Task material:
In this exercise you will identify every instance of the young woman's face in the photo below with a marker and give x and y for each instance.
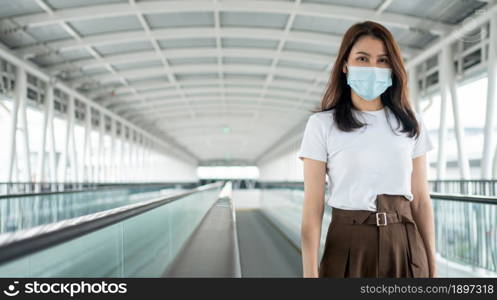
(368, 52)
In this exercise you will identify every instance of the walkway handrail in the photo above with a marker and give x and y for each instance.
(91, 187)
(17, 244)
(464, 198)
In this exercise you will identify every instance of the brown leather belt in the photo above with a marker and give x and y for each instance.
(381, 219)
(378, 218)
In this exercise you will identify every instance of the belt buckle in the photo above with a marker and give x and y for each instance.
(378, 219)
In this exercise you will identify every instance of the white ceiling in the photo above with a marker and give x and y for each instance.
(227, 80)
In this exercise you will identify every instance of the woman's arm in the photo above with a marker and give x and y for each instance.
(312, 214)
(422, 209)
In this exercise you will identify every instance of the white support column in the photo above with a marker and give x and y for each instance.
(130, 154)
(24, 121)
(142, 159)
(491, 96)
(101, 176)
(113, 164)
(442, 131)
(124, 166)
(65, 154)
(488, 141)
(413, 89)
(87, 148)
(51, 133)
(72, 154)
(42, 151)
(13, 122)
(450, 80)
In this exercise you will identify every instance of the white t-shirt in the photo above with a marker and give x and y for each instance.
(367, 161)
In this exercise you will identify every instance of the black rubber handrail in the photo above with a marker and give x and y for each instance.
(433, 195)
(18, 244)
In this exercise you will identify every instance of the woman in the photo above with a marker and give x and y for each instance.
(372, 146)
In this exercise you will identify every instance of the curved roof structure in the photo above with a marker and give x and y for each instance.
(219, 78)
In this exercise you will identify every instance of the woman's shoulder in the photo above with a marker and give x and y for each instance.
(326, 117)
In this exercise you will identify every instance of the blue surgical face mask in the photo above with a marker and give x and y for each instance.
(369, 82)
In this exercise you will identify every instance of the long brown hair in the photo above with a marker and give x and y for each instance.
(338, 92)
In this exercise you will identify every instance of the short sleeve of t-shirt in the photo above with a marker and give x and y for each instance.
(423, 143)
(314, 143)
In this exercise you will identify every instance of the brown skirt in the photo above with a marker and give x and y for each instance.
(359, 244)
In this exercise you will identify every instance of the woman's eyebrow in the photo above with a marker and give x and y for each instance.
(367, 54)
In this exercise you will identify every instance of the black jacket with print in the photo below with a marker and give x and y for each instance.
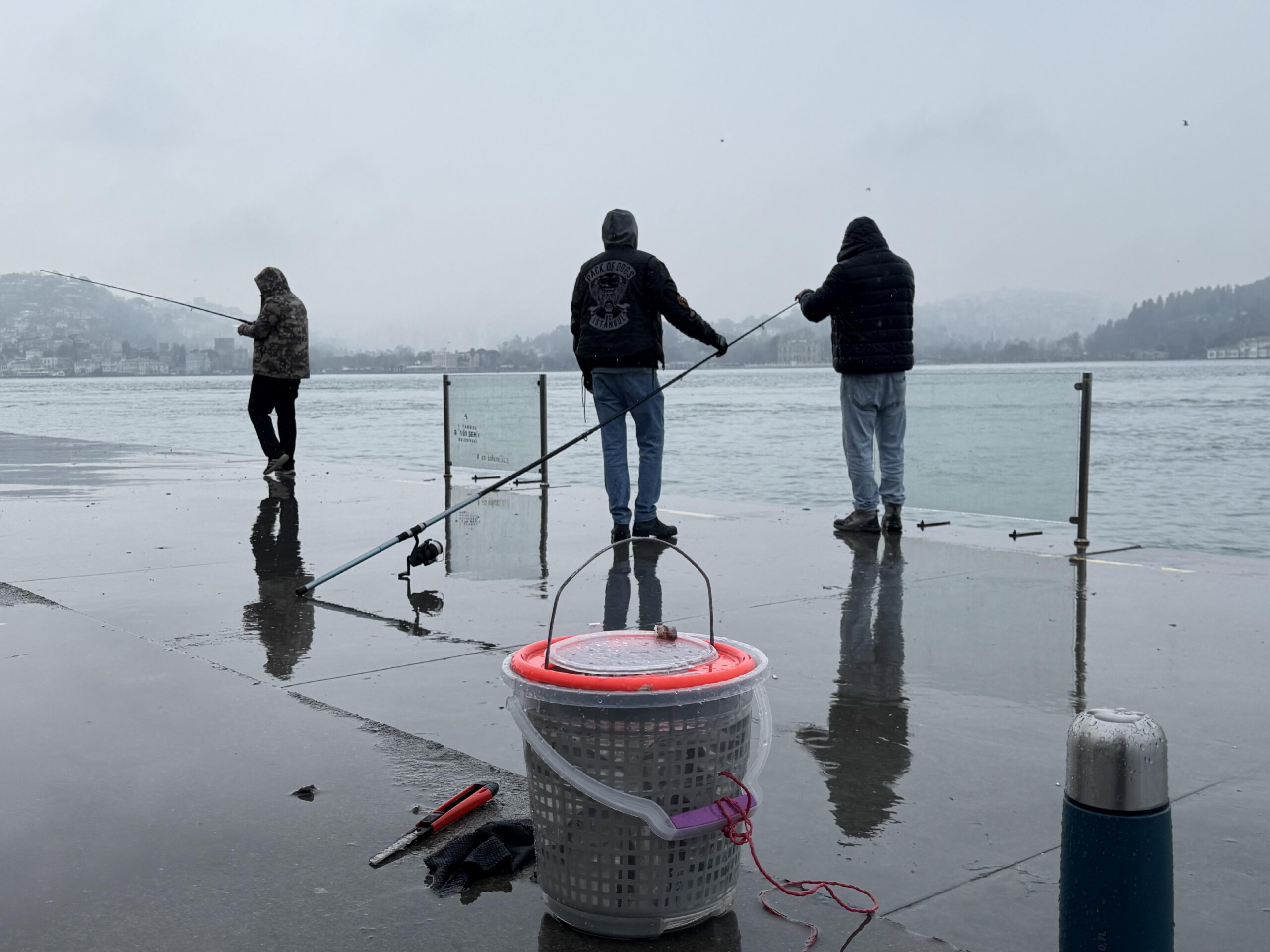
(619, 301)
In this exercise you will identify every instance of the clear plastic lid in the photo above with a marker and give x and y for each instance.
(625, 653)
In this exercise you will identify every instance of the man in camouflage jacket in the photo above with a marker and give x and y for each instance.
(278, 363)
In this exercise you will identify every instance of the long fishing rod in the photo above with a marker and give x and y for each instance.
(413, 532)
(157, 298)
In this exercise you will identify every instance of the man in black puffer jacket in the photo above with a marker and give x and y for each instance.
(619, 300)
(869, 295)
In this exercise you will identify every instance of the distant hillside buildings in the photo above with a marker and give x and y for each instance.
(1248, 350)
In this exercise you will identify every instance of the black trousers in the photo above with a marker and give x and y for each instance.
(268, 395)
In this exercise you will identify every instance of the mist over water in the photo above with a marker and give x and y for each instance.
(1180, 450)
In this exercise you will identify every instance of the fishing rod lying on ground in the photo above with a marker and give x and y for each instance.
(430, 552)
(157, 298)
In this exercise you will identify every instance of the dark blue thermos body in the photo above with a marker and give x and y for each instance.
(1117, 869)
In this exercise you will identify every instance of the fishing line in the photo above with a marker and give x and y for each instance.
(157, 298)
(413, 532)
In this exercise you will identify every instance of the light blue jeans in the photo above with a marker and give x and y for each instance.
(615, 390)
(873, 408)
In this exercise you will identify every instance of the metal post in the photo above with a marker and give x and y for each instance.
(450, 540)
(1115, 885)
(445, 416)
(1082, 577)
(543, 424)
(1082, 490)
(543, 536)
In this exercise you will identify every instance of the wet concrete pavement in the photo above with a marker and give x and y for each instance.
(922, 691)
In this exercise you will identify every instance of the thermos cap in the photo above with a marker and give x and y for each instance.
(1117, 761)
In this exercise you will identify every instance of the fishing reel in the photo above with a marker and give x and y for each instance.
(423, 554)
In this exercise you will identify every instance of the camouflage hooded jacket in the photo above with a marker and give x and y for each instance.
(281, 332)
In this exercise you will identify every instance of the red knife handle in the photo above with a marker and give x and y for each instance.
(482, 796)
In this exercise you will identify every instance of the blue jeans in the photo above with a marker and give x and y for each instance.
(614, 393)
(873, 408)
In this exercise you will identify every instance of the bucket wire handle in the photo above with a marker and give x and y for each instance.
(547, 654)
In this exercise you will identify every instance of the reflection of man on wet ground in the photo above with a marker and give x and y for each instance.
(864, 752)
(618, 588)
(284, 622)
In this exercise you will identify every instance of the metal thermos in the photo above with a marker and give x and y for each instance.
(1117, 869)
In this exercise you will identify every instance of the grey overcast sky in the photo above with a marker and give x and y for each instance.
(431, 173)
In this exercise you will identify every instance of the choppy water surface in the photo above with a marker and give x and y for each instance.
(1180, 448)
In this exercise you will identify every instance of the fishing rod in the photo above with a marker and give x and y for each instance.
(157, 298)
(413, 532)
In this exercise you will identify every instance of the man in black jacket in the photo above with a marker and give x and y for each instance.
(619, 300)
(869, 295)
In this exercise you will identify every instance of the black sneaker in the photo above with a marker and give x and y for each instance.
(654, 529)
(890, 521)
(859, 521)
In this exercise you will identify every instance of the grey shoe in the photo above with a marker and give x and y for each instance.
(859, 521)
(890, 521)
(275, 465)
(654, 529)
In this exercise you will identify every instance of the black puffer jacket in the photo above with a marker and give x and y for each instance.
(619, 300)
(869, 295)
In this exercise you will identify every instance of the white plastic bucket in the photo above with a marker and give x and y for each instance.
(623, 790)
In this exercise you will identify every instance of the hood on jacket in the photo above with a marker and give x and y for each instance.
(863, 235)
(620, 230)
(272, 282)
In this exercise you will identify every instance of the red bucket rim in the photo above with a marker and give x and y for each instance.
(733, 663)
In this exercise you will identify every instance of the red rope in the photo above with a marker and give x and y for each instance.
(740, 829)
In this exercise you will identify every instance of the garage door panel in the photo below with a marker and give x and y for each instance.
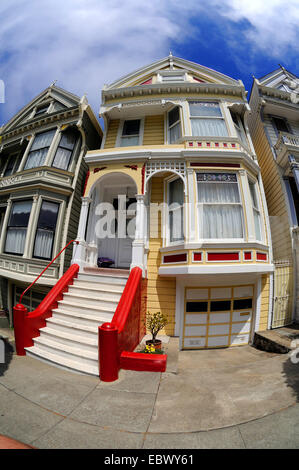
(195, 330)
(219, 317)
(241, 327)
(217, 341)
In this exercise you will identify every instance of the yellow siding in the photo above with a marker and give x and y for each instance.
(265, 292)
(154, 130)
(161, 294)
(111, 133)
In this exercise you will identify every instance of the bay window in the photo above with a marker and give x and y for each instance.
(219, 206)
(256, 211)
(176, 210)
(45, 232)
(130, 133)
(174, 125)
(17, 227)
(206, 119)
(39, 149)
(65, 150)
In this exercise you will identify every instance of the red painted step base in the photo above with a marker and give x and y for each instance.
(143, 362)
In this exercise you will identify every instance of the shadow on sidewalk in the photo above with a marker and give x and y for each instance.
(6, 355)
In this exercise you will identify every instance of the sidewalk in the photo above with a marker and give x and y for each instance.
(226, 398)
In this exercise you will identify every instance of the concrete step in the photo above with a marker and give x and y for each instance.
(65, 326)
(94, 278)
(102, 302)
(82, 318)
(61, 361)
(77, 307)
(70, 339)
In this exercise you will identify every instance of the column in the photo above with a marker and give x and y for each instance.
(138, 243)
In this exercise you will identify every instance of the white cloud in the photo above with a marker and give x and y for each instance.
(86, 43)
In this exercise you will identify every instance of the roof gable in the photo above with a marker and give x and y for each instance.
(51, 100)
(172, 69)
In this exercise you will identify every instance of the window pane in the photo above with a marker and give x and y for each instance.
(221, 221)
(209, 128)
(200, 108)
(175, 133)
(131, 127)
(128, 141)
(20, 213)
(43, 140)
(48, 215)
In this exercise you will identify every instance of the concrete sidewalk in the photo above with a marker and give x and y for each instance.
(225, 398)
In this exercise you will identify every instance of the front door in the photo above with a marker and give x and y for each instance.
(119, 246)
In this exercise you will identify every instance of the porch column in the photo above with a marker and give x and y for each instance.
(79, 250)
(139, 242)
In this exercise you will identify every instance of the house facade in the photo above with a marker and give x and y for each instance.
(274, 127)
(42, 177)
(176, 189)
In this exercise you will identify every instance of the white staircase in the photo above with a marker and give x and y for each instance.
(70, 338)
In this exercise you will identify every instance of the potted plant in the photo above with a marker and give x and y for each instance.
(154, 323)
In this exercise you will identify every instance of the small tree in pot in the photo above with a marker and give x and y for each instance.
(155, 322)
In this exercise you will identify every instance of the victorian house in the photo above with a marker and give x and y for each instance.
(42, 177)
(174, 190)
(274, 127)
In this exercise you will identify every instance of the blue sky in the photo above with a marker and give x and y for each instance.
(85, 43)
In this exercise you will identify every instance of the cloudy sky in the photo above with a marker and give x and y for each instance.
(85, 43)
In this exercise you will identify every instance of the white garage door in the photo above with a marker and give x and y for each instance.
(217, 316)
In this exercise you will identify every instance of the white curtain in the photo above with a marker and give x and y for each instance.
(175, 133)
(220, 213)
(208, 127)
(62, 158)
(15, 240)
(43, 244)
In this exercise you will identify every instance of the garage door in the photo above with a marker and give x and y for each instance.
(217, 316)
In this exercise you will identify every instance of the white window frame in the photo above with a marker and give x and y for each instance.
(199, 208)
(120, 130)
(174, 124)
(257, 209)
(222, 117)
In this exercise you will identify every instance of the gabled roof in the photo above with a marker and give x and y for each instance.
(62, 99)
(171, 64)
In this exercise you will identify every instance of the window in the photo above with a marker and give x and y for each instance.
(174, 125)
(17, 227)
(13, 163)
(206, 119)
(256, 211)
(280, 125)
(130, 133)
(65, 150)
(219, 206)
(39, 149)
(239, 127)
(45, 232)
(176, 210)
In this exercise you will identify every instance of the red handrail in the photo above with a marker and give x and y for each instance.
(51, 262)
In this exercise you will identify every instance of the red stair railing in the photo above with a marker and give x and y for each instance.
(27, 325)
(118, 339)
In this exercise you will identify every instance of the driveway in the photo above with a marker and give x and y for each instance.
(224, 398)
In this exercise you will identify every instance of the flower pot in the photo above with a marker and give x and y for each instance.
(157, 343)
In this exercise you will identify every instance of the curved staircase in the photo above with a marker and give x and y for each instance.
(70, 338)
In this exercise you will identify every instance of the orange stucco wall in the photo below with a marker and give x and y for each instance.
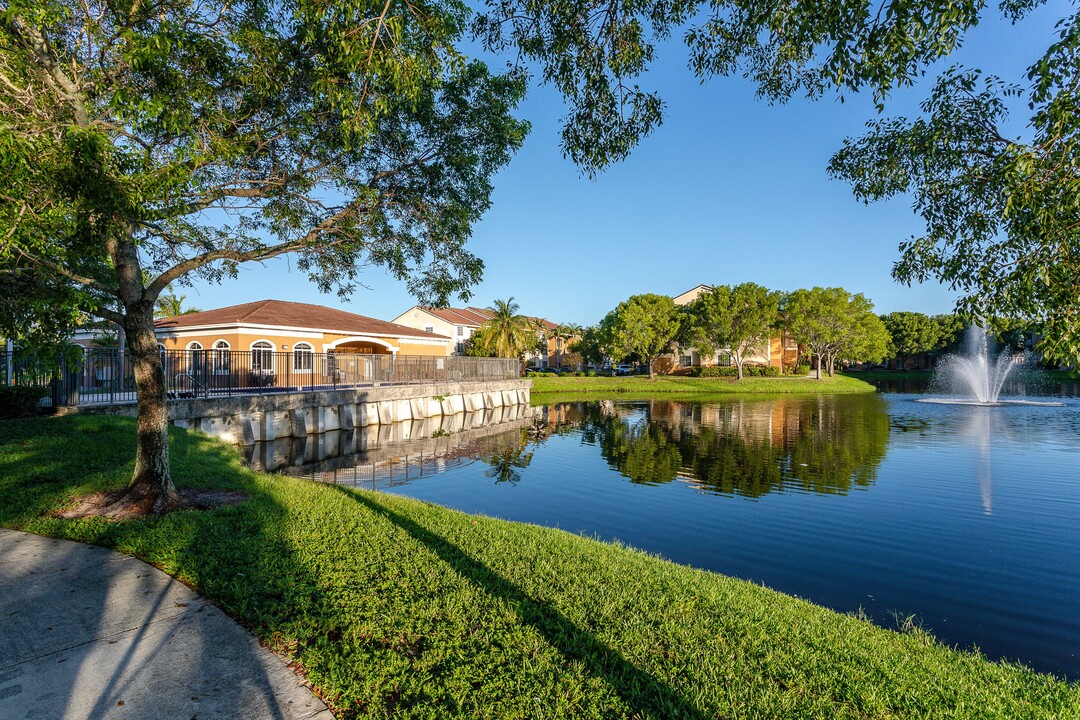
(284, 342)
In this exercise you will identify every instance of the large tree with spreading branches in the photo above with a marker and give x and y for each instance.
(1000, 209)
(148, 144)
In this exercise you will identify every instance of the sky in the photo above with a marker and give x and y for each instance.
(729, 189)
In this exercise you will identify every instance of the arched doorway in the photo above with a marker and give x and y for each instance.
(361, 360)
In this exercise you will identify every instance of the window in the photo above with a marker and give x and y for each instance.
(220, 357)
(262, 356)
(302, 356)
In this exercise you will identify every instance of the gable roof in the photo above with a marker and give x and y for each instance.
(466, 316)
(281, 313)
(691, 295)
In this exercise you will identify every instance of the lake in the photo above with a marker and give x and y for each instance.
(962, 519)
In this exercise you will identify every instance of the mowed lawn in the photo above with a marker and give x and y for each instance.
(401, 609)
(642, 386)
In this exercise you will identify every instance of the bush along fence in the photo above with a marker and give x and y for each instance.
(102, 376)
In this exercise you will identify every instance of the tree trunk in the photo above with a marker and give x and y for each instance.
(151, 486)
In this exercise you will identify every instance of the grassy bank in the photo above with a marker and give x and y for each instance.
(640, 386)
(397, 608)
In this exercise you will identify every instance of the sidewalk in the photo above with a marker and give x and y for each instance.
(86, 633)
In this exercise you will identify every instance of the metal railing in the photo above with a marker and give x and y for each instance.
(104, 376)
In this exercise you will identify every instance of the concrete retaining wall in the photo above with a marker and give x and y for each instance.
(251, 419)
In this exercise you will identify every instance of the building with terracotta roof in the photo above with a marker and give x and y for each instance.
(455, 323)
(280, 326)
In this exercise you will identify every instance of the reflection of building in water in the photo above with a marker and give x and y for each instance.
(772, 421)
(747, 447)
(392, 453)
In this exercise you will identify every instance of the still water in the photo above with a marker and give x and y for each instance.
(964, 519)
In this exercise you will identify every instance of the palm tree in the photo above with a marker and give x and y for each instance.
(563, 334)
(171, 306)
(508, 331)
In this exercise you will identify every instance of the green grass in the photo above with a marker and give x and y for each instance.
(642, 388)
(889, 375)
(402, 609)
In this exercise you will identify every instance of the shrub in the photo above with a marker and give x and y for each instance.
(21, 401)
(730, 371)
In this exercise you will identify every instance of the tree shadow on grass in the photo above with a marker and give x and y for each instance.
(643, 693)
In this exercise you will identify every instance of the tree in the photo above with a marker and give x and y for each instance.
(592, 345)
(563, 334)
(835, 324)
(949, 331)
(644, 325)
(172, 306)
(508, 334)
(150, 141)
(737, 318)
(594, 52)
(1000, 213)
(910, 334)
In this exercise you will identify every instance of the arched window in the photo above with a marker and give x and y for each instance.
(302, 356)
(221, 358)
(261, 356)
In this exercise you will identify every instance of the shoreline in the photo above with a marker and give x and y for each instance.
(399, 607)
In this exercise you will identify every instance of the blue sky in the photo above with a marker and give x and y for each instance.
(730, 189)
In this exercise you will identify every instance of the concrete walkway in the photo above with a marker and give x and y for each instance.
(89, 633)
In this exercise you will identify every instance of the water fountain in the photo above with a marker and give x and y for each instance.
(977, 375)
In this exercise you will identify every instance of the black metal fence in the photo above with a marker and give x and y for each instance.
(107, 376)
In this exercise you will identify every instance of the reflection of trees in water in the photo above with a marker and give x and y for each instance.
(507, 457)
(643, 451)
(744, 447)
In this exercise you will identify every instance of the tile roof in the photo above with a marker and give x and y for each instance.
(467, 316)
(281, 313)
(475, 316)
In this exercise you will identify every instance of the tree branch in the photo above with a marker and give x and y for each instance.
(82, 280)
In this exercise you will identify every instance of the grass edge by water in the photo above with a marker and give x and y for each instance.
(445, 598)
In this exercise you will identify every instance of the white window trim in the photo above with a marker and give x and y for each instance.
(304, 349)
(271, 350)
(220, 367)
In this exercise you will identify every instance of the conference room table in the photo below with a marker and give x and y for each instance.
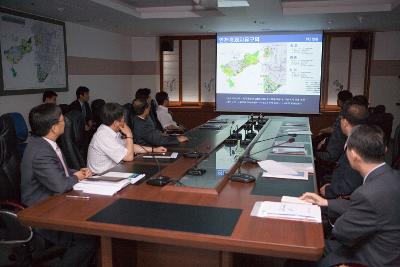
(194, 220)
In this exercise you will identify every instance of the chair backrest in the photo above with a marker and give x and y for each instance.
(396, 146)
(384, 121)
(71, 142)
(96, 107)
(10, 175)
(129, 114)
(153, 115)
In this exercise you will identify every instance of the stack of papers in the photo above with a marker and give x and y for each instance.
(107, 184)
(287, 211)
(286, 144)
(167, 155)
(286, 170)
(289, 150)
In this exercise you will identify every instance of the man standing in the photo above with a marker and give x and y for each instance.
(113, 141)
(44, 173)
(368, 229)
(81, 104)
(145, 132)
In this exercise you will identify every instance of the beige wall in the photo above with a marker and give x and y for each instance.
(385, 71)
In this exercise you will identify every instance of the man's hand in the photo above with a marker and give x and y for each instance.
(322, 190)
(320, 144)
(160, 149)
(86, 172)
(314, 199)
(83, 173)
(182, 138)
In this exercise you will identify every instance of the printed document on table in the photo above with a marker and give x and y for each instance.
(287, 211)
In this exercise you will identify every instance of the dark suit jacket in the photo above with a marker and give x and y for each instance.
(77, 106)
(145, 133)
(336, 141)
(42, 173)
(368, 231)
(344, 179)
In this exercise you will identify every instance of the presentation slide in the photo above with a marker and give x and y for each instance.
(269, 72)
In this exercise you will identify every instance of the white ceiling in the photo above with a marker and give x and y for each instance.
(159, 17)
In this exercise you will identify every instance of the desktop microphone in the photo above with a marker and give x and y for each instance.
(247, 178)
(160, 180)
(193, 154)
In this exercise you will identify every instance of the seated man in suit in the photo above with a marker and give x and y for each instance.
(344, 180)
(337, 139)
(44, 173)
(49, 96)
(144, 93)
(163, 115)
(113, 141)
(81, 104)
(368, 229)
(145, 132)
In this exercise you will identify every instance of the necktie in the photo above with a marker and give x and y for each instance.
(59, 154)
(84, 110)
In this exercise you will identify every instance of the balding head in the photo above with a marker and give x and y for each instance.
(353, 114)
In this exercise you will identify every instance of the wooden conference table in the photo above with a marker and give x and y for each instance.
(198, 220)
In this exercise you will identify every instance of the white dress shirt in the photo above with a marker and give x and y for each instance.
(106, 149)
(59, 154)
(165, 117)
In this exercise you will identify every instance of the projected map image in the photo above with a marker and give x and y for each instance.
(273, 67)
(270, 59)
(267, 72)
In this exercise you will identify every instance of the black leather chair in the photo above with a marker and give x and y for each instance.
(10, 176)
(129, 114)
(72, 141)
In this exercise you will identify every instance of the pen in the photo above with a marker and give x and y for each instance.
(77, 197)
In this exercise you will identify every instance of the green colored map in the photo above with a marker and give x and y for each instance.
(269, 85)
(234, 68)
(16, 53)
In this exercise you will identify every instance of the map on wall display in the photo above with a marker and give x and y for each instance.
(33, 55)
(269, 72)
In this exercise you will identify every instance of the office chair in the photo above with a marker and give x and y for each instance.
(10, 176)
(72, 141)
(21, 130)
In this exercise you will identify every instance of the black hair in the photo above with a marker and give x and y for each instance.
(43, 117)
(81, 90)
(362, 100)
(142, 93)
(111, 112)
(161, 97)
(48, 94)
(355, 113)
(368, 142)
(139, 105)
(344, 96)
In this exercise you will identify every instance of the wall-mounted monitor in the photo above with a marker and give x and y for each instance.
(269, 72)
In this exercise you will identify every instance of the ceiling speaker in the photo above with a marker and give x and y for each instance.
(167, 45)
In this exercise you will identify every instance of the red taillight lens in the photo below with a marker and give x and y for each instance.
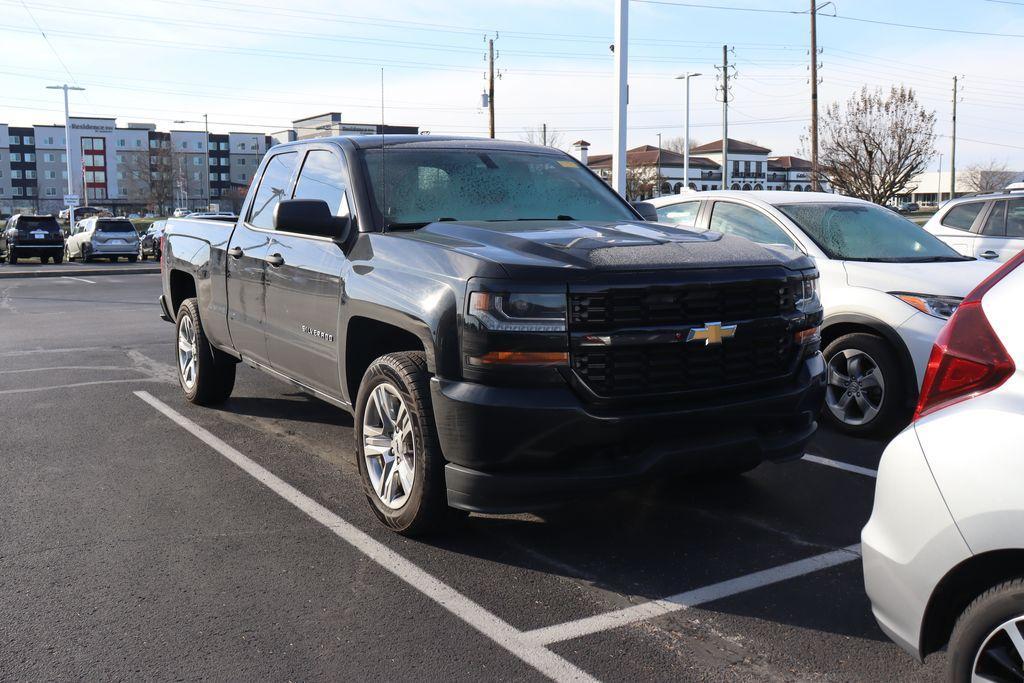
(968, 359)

Aim of the exercise: Copy exactly the lines that run from the one containing "the red taillight" to the last line of the records, both included, and leave out every picture.

Expected answer:
In this exercise you will identify every instance of the red taillight lens in the photo below with a marker and give x and y for each instance.
(968, 359)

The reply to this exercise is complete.